Recast all of the items below as a numbered list with one line per number, dropping the blank lines.

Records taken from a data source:

--- Begin ---

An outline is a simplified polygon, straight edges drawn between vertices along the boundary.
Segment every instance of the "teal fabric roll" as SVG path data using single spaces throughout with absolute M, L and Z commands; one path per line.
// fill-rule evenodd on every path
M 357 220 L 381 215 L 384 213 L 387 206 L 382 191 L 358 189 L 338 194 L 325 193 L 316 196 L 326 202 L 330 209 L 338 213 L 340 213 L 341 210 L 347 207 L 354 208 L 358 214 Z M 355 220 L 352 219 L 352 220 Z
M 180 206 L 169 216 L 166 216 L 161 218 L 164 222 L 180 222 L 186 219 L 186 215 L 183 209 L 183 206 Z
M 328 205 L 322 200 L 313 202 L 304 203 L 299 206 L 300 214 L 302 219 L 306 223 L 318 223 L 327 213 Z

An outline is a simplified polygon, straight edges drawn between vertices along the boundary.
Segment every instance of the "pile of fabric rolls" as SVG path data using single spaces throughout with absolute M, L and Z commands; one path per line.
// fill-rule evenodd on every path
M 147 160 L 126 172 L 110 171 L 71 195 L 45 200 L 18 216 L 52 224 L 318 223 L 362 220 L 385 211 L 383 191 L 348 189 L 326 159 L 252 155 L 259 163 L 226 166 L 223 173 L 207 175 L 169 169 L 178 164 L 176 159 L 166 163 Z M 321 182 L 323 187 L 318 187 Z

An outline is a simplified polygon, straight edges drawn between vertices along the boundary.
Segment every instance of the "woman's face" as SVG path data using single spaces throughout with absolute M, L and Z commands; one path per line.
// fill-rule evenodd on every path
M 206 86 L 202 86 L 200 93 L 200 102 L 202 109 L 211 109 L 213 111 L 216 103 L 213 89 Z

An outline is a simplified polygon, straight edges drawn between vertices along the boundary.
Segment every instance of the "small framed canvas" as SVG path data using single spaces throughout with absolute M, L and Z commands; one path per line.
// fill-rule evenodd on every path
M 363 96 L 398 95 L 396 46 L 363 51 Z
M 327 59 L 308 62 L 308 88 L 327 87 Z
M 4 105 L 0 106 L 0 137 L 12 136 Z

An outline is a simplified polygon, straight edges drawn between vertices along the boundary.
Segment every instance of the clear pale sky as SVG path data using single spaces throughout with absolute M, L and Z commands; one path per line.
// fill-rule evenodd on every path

--- End ---

Task response –
1. An outline is a simplified polygon, straight edges drawn between vertices along the boundary.
2. Segment every instance of the "teal fabric roll" as SVG path data using single spaces throughout with absolute M, L and Z commands; one path per line.
3. // fill-rule evenodd on every path
4. M 357 220 L 381 215 L 384 213 L 387 206 L 382 191 L 358 189 L 338 194 L 325 193 L 316 196 L 326 202 L 330 209 L 338 213 L 340 213 L 341 210 L 347 207 L 354 208 L 358 214 Z M 355 220 L 352 219 L 352 220 Z
5. M 180 206 L 169 216 L 166 216 L 161 218 L 164 222 L 180 222 L 186 219 L 186 215 L 183 209 L 183 206 Z
6. M 328 205 L 322 200 L 313 202 L 304 203 L 299 206 L 300 214 L 302 219 L 306 223 L 318 223 L 327 213 Z
7. An outline is a simplified polygon, straight edges drawn between vertices along the boundary.
8. Segment every instance of the "pile of fabric rolls" as SVG path data using single spaces throughout with absolute M, L and Z commands; one path per line.
9. // fill-rule evenodd on every path
10. M 147 160 L 126 172 L 110 171 L 71 195 L 45 200 L 18 216 L 52 224 L 318 223 L 362 220 L 385 211 L 383 191 L 348 189 L 326 159 L 252 155 L 259 163 L 226 166 L 223 173 L 207 175 L 169 169 L 178 164 L 176 159 L 166 163 Z M 321 182 L 323 187 L 318 187 Z
11. An outline is a simplified polygon, straight edges drawn between vertices along the boundary.
12. Segment every instance of the "woman's face" as SVG path data using single spaces throughout with absolute M, L and Z commands; one path per line.
13. // fill-rule evenodd on every path
14. M 206 86 L 202 86 L 200 93 L 200 102 L 202 109 L 211 109 L 213 111 L 216 103 L 213 89 Z
15. An outline is a simplified polygon, straight edges drawn between vertices along the boundary.
16. Segment every instance of the "small framed canvas" as SVG path data using single spaces throughout with absolute M, L and Z commands; one path per line.
17. // fill-rule evenodd on every path
18. M 363 96 L 398 95 L 396 46 L 363 51 Z
19. M 327 59 L 308 62 L 308 88 L 327 87 Z
20. M 4 105 L 0 106 L 0 137 L 12 136 Z
21. An outline is a simplified polygon, straight edges drawn between vertices along the boundary.
22. Segment every instance of the clear pale sky as SVG path data using single spaces throughout with absolute M, L and Z commands; one path per line.
23. // fill-rule evenodd on every path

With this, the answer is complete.